▶ [Directions for this task]
Collect every line of the material below that contains the string "patch". Treat the match as case-sensitive.

▶ [Image object location entries]
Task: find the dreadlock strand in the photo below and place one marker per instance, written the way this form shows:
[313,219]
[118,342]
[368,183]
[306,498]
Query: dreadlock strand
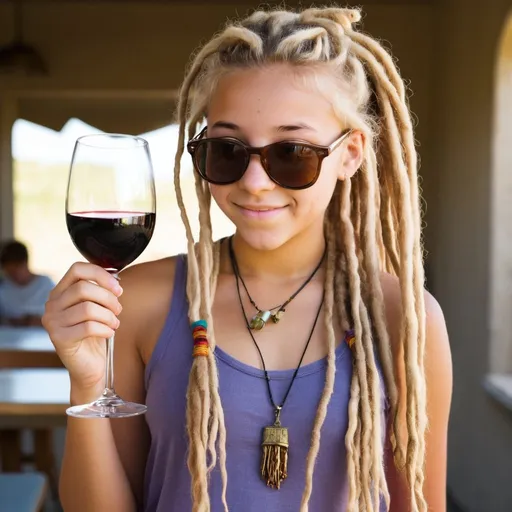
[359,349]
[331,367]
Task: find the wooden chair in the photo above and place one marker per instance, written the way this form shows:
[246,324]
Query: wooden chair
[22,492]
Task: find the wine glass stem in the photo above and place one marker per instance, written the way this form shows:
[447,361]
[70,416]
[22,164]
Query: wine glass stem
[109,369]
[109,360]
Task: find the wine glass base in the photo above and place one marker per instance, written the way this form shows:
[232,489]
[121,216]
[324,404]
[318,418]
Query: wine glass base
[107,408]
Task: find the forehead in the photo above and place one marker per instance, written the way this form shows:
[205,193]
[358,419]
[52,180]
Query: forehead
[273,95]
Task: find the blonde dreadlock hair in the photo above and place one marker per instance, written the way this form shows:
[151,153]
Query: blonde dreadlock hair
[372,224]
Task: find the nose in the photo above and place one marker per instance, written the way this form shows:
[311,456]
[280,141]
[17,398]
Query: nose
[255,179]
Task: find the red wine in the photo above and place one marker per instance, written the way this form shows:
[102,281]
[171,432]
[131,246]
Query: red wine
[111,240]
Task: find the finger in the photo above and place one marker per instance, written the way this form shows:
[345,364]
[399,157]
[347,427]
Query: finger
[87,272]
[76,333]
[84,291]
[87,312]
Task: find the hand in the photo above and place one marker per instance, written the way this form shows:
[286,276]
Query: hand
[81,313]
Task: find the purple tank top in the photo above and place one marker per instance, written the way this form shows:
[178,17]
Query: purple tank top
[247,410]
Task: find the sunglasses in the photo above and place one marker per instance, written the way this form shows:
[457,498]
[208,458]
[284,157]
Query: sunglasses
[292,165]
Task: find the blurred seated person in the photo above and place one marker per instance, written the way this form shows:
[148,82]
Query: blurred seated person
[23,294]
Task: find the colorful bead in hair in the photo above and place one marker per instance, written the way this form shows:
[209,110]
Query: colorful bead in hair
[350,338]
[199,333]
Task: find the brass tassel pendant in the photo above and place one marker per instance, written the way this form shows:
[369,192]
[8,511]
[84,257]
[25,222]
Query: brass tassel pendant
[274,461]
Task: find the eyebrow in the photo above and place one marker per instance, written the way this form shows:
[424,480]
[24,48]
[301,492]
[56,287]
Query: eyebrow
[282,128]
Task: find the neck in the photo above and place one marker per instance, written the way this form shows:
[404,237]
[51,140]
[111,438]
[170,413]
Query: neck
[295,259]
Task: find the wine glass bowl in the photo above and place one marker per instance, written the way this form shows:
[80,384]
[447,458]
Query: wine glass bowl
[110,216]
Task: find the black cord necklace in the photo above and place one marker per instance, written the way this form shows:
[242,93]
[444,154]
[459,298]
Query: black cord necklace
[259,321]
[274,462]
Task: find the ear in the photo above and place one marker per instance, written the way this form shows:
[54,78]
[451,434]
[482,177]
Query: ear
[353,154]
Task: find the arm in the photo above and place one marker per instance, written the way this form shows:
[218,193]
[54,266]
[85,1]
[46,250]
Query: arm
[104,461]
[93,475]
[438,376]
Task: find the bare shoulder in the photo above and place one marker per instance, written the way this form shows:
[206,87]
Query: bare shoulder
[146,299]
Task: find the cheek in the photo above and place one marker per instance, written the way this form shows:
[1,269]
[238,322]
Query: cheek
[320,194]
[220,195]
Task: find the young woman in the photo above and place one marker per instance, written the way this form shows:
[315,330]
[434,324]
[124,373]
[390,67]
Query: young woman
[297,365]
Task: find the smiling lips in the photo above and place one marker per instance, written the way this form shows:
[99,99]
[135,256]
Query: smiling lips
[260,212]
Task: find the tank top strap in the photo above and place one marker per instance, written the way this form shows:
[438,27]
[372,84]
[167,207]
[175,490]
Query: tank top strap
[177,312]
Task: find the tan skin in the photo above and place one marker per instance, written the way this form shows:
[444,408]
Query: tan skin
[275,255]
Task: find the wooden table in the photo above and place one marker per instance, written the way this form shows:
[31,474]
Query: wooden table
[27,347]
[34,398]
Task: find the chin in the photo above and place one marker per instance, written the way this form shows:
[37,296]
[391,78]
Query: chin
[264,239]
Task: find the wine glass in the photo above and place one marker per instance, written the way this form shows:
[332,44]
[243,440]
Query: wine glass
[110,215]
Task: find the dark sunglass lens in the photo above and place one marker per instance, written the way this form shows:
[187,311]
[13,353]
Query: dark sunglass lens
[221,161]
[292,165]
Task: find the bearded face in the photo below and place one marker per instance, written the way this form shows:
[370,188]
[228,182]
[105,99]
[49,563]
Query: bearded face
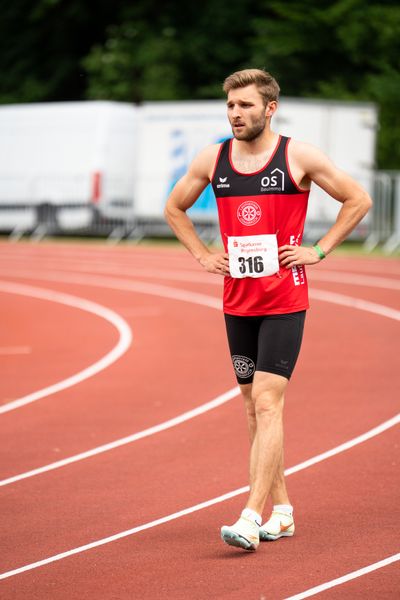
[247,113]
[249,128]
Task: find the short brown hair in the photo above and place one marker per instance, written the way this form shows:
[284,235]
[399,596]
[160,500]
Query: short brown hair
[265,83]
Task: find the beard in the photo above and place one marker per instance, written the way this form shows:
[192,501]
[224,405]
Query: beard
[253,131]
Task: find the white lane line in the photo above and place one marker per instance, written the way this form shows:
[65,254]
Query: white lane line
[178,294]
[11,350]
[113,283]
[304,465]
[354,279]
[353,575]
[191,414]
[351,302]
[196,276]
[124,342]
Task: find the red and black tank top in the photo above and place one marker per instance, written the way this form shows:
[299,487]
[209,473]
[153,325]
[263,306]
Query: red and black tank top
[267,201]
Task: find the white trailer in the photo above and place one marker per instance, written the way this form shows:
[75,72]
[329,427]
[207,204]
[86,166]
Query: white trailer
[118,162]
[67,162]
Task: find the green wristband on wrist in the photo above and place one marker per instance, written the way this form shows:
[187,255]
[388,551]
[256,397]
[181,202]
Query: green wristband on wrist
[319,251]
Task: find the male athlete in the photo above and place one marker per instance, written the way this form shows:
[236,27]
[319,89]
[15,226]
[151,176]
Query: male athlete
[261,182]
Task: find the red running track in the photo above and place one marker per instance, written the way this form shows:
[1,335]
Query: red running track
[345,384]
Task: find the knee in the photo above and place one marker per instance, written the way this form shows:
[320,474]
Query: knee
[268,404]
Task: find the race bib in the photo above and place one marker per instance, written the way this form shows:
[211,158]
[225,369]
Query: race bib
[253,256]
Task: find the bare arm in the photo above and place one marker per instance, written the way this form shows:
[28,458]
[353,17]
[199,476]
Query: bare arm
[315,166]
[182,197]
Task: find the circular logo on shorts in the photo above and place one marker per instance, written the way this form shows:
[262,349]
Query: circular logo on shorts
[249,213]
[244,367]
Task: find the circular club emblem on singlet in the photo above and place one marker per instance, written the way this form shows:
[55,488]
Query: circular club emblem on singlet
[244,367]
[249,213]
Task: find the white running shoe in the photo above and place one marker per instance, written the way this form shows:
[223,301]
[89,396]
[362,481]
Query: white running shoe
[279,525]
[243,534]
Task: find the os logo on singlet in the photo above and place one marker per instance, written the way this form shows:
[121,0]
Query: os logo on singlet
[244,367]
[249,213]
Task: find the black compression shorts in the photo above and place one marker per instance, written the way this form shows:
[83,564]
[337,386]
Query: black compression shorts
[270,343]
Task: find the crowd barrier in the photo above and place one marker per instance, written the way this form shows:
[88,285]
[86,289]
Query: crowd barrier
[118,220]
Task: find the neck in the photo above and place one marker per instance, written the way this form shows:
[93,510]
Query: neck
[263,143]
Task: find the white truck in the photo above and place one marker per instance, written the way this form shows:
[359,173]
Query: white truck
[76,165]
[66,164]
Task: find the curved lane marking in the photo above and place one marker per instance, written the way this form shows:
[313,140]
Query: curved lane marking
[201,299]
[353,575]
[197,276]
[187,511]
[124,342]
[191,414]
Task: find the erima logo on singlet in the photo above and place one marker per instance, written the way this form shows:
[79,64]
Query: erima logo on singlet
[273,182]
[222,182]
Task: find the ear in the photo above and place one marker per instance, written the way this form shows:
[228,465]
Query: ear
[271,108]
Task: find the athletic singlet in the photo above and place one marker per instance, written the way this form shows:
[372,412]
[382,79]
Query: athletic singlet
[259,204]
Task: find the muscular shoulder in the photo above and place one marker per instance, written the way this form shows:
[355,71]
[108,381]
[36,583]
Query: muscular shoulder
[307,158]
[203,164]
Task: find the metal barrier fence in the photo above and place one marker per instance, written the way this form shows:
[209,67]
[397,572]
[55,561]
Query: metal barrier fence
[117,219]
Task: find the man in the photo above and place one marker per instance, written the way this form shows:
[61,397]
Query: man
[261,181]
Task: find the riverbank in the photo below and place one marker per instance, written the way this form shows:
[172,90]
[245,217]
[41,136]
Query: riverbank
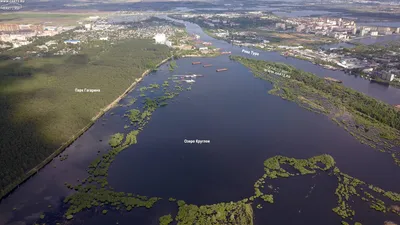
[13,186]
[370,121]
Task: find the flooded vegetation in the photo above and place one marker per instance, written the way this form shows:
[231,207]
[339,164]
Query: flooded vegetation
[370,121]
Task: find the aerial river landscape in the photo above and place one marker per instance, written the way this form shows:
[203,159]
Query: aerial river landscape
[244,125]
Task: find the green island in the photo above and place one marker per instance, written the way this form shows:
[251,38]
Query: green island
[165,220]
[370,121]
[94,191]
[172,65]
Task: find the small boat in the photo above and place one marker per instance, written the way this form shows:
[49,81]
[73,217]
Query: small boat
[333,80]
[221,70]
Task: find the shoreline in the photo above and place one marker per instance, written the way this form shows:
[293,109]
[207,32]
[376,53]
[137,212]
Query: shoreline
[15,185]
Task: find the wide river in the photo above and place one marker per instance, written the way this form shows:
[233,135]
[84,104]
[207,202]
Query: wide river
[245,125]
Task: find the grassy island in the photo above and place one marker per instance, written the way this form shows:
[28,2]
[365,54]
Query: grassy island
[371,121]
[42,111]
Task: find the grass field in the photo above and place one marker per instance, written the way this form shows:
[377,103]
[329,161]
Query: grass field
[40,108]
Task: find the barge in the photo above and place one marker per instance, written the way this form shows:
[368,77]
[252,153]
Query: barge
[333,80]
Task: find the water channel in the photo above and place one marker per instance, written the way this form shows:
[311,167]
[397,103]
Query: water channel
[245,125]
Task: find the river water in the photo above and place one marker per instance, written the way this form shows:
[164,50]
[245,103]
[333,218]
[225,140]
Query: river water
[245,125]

---

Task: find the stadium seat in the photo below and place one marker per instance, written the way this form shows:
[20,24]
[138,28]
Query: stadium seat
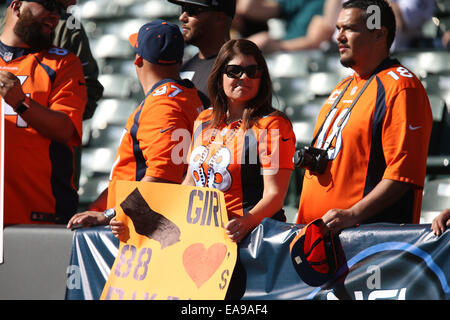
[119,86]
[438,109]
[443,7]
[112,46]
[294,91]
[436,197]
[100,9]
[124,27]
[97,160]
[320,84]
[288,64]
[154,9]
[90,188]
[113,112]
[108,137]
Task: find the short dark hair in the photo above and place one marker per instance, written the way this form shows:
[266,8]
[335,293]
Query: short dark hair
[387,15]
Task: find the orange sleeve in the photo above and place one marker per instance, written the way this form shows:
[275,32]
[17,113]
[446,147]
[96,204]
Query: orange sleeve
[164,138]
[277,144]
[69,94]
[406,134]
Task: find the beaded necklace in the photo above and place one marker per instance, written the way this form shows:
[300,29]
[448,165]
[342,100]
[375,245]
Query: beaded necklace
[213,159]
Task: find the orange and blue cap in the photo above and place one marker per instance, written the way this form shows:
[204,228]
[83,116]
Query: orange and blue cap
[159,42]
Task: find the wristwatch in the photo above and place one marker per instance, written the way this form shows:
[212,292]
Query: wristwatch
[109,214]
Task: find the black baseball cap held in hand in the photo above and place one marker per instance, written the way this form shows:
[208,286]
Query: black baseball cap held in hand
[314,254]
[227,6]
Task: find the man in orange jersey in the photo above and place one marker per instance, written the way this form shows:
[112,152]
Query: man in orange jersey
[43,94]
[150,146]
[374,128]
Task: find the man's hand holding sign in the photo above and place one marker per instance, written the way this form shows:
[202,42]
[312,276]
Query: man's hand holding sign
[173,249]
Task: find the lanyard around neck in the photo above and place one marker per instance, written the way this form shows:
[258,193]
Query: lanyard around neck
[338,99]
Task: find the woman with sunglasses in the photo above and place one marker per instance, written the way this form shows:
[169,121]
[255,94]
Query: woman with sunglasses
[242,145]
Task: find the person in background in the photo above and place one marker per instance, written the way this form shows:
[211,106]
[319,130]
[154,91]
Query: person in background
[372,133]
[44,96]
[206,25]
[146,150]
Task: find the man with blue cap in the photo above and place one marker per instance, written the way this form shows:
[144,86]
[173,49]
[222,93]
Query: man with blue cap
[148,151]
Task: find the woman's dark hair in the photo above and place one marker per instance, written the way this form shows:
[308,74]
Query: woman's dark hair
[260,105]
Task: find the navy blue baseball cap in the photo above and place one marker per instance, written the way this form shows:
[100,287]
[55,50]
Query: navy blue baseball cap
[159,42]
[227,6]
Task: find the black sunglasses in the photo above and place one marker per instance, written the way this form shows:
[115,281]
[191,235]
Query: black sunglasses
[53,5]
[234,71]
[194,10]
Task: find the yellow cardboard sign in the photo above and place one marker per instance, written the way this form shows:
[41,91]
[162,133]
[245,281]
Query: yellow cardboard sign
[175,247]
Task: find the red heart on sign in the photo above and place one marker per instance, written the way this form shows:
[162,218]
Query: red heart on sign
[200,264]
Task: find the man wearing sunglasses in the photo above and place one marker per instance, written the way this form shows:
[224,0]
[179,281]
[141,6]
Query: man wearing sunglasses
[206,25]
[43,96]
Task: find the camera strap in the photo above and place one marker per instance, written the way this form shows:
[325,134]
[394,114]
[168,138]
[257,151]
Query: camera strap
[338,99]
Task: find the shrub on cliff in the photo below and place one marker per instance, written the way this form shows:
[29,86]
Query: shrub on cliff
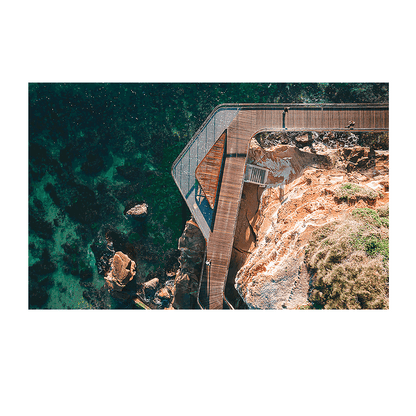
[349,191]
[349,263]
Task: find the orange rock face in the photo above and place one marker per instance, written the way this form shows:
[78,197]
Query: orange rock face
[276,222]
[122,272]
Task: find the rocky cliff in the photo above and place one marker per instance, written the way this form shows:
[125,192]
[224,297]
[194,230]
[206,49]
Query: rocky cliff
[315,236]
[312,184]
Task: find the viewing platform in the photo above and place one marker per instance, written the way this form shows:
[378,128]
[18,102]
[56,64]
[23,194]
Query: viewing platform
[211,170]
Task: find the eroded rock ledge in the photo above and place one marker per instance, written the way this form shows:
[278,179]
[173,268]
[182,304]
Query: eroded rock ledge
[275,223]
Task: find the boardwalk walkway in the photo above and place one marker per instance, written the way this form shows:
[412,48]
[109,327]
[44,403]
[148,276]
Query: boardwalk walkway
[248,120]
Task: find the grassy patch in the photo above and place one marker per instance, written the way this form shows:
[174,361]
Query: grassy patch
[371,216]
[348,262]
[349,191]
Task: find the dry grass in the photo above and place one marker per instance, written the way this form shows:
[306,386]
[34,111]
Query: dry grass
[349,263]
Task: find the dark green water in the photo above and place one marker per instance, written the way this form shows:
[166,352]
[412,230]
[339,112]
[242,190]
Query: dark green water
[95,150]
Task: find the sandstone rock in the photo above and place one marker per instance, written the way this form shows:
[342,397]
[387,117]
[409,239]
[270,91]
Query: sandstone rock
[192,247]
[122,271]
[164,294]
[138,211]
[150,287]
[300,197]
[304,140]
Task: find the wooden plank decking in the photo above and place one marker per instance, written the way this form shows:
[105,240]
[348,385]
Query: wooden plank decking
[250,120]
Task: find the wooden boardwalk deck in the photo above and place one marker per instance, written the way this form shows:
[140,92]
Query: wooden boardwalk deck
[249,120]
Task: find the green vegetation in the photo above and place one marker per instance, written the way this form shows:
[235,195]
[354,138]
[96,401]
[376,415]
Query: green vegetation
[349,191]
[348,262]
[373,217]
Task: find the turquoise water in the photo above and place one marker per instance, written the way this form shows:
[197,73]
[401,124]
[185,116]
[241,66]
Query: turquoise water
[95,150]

▶ [The answer]
Task: find the grassy patch in the photo above and place one marker per instance, written the way this form shows:
Query: grassy patch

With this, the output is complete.